- _Material supplied_:
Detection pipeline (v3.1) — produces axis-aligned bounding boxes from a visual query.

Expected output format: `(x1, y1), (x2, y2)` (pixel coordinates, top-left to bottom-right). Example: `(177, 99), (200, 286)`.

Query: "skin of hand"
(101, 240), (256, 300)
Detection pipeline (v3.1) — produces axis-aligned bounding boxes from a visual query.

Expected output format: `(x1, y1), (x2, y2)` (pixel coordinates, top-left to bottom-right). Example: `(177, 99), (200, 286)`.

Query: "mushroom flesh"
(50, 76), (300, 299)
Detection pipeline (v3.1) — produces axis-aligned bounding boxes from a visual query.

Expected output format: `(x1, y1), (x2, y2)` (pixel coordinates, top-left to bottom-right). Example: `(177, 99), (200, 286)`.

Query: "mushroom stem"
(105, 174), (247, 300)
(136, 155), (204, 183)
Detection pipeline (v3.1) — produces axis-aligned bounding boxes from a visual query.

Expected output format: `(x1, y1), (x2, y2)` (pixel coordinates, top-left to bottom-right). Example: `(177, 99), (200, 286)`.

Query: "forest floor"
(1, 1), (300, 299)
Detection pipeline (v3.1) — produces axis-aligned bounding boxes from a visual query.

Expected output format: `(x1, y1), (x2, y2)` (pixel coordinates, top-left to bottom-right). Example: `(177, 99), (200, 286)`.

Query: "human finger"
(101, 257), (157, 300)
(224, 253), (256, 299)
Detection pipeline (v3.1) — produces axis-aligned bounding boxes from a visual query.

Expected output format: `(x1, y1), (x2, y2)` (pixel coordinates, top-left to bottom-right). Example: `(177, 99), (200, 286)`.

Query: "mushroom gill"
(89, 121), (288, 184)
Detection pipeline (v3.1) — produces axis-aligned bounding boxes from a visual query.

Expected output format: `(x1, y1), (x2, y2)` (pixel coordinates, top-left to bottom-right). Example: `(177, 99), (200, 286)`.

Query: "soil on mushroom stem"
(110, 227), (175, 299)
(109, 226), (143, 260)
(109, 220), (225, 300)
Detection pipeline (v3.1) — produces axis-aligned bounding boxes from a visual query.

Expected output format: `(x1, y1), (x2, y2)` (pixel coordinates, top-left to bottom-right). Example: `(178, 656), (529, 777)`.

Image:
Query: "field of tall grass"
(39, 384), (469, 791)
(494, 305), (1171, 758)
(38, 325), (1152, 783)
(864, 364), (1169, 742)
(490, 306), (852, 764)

- _What is required_:
All the entries are to be reproduced verbatim.

- _Response for this exercise_:
Detection pipeline (v3.1) — produces axis-aligned bounding boxes from a visual query.

Expected output format: `(x1, y1), (x2, y2)` (pixel coordinates, top-left to bottom-right). Example: `(177, 99), (200, 286)`.

Query: "skin of hand"
(101, 240), (256, 300)
Detection pipeline (v3.1) — produces axis-aligned bounding boxes from a visual query.

Expected output format: `(x1, y1), (x2, y2)` (pixel coordinates, top-left to bottom-right). Example: `(177, 99), (200, 286)`.

Query: "mushroom flesh"
(50, 76), (300, 299)
Detection pipeline (v3.1) — produces axis-aligned bounding boxes from a visual query.

Expected output format: `(x1, y1), (x2, y2)` (pixel coordinates, top-left to bottom-right). Example: `(177, 99), (200, 286)`.

Query: "mushroom stem"
(105, 174), (247, 300)
(136, 155), (204, 183)
Detection pipeline (v3.1) — produces axis-aligned bounding boxes from a visual query.

Expected output format: `(x1, y1), (x2, y2)` (pixel coordinates, top-left to bottom-right). Example: `(177, 99), (200, 286)`.

Query: "forest floor"
(1, 1), (300, 299)
Detection pipeline (v3.1) — produces axis-aligned bounding boxes from a visual query.

Expected output format: `(x1, y1), (x2, y2)` (pixel coordinates, top-left to bottom-right). Example: `(177, 99), (200, 286)`.

Query: "human finger"
(101, 257), (157, 300)
(224, 253), (256, 299)
Detection pipeline (v3.1) — produces axis-aligned bounding boxes from a visual query.

Expected output format: `(x1, y1), (x2, y2)` (pixel coordinates, top-left to bottom-right). Example: `(177, 99), (200, 286)`.

Query: "mushroom gill"
(89, 121), (288, 184)
Detection pipeline (v3.1) — produces axis-aligned bounding boxes from a visual query.

Expected output format: `(x1, y1), (x2, y2)` (pixel coordinates, top-left to bottom-right). Example: `(177, 99), (200, 286)`.

Query: "soil on mushroom stem"
(110, 227), (175, 299)
(109, 226), (143, 260)
(109, 220), (225, 300)
Detection pipeline (v3.1) — produces axis-aligned bounding boxes from a visual query.

Expected output format: `(x1, y1), (x2, y2)` (pixel coordinates, top-left to bottom-right). Example: `(178, 656), (529, 777)`.

Image:
Query: "field of tall grass"
(39, 384), (469, 791)
(494, 305), (1171, 758)
(38, 325), (1152, 783)
(864, 364), (1169, 742)
(490, 306), (852, 764)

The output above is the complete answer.